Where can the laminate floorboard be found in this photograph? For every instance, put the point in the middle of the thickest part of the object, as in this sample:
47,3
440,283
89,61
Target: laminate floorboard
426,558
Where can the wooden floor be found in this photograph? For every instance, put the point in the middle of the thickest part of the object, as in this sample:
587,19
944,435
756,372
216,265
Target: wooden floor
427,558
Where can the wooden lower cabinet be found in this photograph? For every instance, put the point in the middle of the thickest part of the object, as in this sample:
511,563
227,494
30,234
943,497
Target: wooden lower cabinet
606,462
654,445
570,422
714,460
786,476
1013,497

------------------------------

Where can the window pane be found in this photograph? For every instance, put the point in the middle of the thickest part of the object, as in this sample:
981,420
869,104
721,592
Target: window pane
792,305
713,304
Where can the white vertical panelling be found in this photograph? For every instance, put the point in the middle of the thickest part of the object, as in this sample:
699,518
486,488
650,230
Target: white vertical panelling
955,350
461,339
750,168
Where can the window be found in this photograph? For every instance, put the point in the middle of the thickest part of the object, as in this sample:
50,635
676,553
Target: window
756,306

------------------------------

■ What you have to do
Lines holding the string "thickest" in the records: how many are there? Give only the number.

■ Result for this task
6